(Pointing records)

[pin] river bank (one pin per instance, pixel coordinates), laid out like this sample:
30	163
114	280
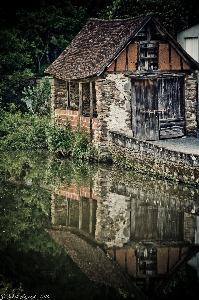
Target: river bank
174	159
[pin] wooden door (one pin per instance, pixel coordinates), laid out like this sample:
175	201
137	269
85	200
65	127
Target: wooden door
171	107
157	108
144	109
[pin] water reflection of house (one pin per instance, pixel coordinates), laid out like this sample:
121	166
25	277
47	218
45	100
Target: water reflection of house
148	235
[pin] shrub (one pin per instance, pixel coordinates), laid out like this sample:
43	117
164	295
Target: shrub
21	131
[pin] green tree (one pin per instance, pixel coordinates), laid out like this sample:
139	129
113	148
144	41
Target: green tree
49	29
15	67
171	14
37	97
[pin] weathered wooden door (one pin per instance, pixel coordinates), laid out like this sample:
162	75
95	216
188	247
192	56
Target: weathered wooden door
170	106
144	109
157	108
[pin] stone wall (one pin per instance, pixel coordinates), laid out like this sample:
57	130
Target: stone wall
148	157
113	94
75	119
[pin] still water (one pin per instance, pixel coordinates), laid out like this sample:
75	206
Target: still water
78	231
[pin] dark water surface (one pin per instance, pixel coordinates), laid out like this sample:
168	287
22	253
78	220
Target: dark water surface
78	231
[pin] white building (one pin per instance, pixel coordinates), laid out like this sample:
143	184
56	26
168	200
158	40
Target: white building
189	40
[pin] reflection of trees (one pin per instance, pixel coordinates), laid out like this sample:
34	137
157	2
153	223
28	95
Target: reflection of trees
144	224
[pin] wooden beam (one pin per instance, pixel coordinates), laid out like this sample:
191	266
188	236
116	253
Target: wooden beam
91	107
68	94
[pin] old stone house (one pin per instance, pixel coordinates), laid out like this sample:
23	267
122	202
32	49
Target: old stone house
128	76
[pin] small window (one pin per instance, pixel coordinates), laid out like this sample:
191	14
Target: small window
191	46
148	56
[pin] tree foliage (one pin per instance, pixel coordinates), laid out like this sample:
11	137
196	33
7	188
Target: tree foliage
170	13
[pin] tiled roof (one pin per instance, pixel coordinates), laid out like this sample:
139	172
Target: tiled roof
94	47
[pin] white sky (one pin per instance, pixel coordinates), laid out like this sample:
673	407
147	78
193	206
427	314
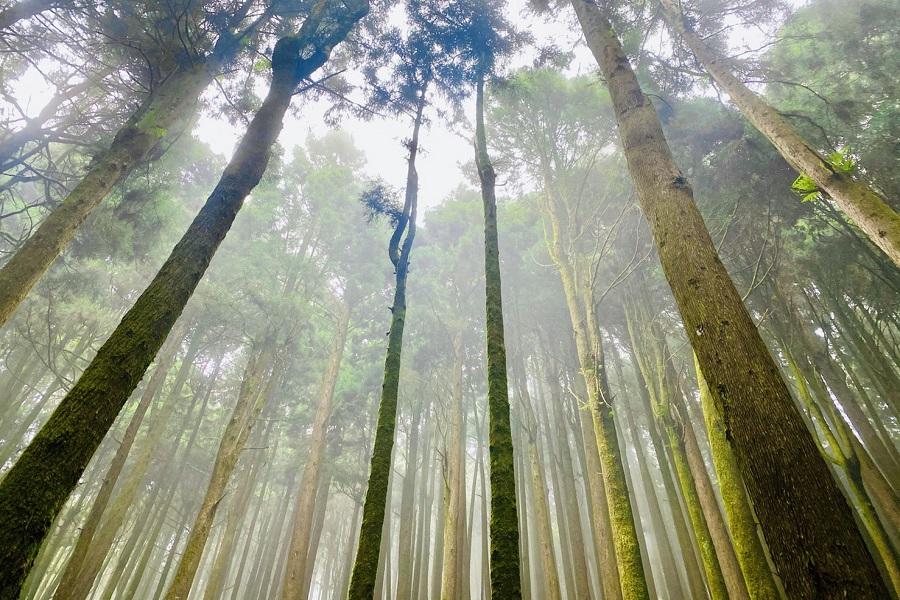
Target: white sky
444	149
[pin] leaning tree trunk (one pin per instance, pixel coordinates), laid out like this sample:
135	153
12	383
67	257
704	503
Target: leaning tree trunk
365	567
35	489
298	550
863	205
741	522
505	581
169	107
600	402
808	524
83	542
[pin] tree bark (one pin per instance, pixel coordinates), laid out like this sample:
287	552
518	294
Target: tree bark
808	524
292	588
362	582
25	9
505	581
76	559
34	490
862	204
258	381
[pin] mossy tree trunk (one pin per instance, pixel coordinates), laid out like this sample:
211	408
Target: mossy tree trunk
165	113
807	522
453	580
35	489
723	574
841	448
504	526
25	9
741	521
365	567
863	205
600	402
258	380
86	534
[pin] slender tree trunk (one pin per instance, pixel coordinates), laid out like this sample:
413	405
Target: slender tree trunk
292	588
452	580
24	9
863	205
646	389
504	521
581	585
115	515
839	449
362	583
406	544
808	524
76	560
316	534
168	107
34	490
256	386
220	567
663	541
721	541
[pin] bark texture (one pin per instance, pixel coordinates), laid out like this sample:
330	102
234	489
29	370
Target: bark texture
36	487
257	380
301	529
25	10
365	567
863	205
807	522
504	524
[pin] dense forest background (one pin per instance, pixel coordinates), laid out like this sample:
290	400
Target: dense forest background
243	462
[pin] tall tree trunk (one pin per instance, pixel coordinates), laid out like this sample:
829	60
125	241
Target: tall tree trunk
25	9
606	551
572	510
600	401
406	545
295	571
541	511
863	205
76	560
34	490
169	107
668	567
840	448
116	513
453	581
256	386
504	521
362	583
690	558
219	569
808	524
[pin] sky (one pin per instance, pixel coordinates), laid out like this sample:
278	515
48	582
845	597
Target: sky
444	148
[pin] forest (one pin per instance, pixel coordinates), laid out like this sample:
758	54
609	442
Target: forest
449	299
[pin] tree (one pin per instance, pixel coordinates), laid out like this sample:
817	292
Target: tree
755	402
61	450
166	111
861	203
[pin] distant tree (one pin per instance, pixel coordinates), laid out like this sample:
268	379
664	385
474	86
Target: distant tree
63	447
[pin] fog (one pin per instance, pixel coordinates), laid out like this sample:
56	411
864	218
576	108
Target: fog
452	299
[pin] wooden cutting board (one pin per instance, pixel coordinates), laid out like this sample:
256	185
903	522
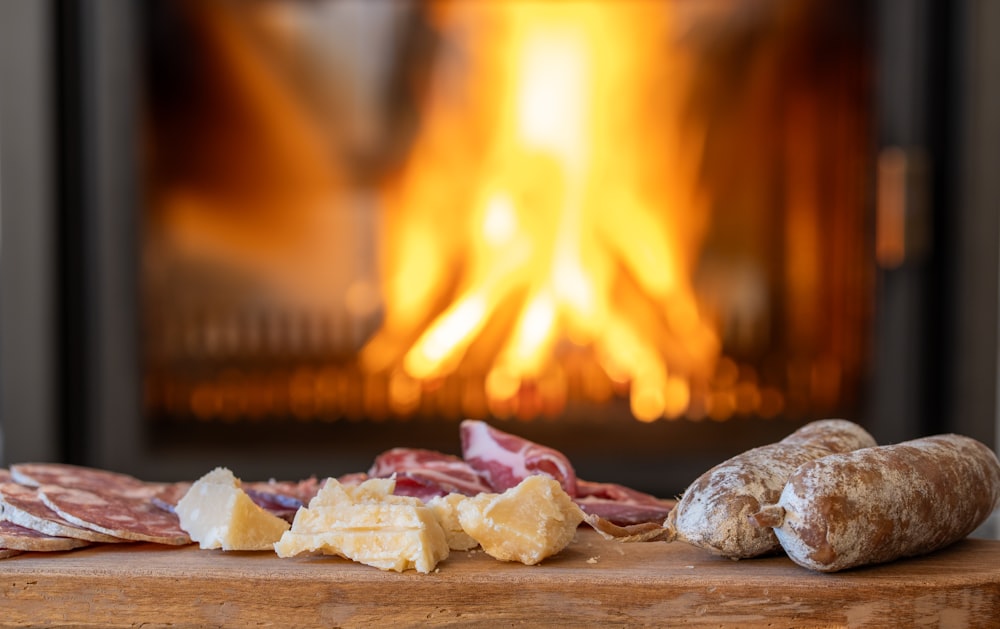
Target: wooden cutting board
591	583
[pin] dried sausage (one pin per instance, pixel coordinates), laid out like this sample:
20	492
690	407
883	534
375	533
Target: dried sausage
713	512
884	503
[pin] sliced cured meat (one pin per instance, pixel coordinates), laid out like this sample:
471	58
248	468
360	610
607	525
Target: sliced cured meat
425	473
619	504
169	495
504	460
115	514
14	537
85	478
24	507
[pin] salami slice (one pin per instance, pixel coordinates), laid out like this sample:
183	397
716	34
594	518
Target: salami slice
75	477
115	514
14	537
619	504
24	507
504	460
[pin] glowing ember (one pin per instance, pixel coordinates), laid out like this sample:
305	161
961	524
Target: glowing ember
548	212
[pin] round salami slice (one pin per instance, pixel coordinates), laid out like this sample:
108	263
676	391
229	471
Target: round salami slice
14	537
79	477
115	514
24	507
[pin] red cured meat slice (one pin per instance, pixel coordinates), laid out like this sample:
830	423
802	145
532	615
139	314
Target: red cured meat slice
426	473
619	504
16	537
79	477
504	460
115	514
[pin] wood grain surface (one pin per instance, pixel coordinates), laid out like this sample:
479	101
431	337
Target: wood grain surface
591	583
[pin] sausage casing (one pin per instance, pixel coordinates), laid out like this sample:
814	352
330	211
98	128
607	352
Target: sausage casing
884	503
714	511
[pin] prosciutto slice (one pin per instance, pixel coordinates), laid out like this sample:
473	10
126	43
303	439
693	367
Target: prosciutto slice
504	460
619	504
425	474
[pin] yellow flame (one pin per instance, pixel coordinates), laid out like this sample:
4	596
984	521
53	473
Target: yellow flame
546	201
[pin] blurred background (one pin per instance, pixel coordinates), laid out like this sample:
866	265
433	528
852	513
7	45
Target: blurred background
286	235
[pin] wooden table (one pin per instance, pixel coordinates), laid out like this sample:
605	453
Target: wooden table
591	583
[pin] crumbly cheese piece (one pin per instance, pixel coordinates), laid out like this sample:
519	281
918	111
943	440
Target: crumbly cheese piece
527	523
445	508
217	513
367	524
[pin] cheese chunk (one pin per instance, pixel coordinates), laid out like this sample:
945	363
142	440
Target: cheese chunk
445	508
367	524
527	523
217	513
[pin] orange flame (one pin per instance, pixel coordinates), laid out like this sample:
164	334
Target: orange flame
550	207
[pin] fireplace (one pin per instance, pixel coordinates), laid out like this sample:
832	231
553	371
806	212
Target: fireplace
649	234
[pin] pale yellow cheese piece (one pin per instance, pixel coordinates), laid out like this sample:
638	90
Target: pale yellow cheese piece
217	513
527	523
369	525
445	508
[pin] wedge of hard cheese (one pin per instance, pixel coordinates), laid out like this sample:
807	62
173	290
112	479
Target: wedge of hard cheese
217	513
529	522
367	524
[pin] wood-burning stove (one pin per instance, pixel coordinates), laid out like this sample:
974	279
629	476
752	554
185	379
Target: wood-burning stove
211	311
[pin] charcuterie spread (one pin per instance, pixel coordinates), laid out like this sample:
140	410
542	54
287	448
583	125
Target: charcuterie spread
827	496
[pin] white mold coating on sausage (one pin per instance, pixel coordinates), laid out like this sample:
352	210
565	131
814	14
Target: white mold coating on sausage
714	511
881	504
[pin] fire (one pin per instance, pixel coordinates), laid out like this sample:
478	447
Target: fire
549	211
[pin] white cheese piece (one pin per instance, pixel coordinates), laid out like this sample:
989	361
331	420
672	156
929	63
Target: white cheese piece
445	508
217	513
369	525
527	523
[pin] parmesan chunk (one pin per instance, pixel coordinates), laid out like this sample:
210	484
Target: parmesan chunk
446	510
367	524
217	513
527	523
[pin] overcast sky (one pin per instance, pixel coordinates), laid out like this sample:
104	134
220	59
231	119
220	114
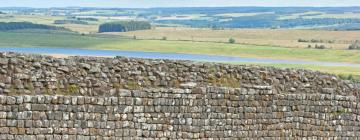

### [Given request]
Pick out every line in the rows above that contains the word "dark", and copy each such line in full.

### [Solution for this task]
[pin] dark water surface (one pin per instance, pixel coordinates), laid out like this sample:
Target: dark water surface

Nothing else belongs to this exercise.